_What this exercise asks:_
[A] According to the passage about Dr. Philipson's glyburide treatment, which company offers commercial tests for the mutations?
[B] Write the next part of the passage about Dr. Philipson's glyburide treatment, picking up after its final sentence.

_Passage to read:_

In addition to Lilly Jaffe, the little girl he treated last summer, Dr. Philipson and his colleague Dr. Graeme Bell have treated six other children from across the country. He estimates about 20 children have been treated in the United States. “And there are at least several hundred others … who could be reached,” he said.

Tests for the mutations are commercially available through at least one company, Athena Diagnostics, he said.

Dr. Philipson has used glyburide, the sulfonylurea used in most of the patients in Dr. Hattersley's study, in an inpatient protocol that allows rapid switching from insulin. His protocol resembled that followed by investigators in Dr. Hattersley's study, which entailed starting glyburide at a dosage of 0.1 mg/kg twice daily and increasing the dosage by 0.2 mg/kg per day. In an outpatient protocol that some of the investigators chose, glyburide was introduced at 0.1 mg/kg per day and increased by that amount once a week.

Source data:
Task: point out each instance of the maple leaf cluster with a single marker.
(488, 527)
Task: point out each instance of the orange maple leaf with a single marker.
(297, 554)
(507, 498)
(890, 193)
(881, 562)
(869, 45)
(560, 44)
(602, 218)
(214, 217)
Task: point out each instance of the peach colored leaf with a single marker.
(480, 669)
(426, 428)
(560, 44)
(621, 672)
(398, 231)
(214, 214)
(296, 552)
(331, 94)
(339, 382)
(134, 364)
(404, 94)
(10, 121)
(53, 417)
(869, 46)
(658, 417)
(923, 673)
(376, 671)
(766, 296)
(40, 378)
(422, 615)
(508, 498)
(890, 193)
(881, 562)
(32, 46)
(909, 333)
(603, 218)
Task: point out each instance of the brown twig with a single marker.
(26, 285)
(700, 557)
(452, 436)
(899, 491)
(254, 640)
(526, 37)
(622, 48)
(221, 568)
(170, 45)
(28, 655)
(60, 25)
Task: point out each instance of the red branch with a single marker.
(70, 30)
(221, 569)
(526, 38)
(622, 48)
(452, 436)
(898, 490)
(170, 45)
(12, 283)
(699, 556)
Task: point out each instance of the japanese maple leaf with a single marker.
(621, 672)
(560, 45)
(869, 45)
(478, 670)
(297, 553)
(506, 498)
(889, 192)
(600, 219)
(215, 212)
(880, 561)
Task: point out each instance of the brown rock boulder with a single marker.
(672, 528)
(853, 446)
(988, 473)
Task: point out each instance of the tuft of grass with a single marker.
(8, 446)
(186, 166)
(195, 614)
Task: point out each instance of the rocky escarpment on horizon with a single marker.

_Solved problems:_
[A] Athena Diagnostics.

[B]
In Dr. Hattersley's study, the median dosage of glyburide that was required for insulin independence was 0.45 mg/kg per day.

Lilly Jaffe is now receiving much smaller doses of glyburide twice a day, and “remarkably, her morning blood sugars are still quite reasonable,” said Dr. Philipson.

In Washington, Dr. Cogen said she will be “less worried” about using high doses of glyburide in her 18-year-old patient than she would be in a younger child, though she plans to get the word out to all of her patients with neonatal diabetes. “To be able to take a patient off of insulin is so exciting—it's everybody's dream.”